■ **WYMAGANIA ZADANIA**: Przedstaw poniższe wiersze jako listę numerowaną, bez pustych wierszy. Obrazy pomiń w odpowiedzi.

Dane adnotacji obrazów:
---
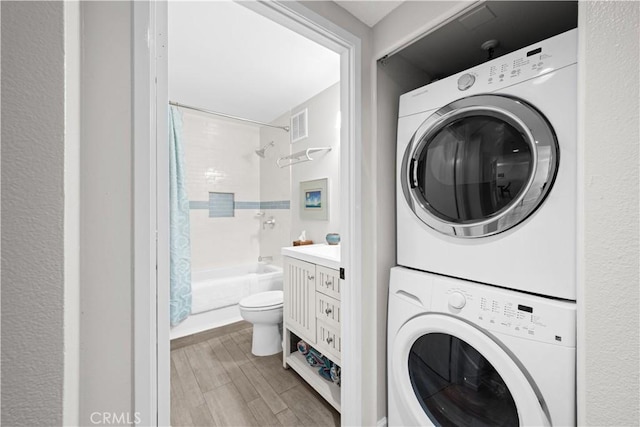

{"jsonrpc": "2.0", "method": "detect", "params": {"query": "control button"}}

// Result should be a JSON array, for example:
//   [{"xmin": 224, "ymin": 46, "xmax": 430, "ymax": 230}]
[
  {"xmin": 458, "ymin": 74, "xmax": 476, "ymax": 90},
  {"xmin": 449, "ymin": 292, "xmax": 467, "ymax": 310}
]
---
■ **PEŁNA ODPOWIEDŹ**:
1. {"jsonrpc": "2.0", "method": "detect", "params": {"query": "control button"}}
2. // Result should be a JSON array, for example:
3. //   [{"xmin": 224, "ymin": 46, "xmax": 430, "ymax": 230}]
4. [
5.   {"xmin": 458, "ymin": 74, "xmax": 476, "ymax": 90},
6.   {"xmin": 449, "ymin": 292, "xmax": 467, "ymax": 310}
7. ]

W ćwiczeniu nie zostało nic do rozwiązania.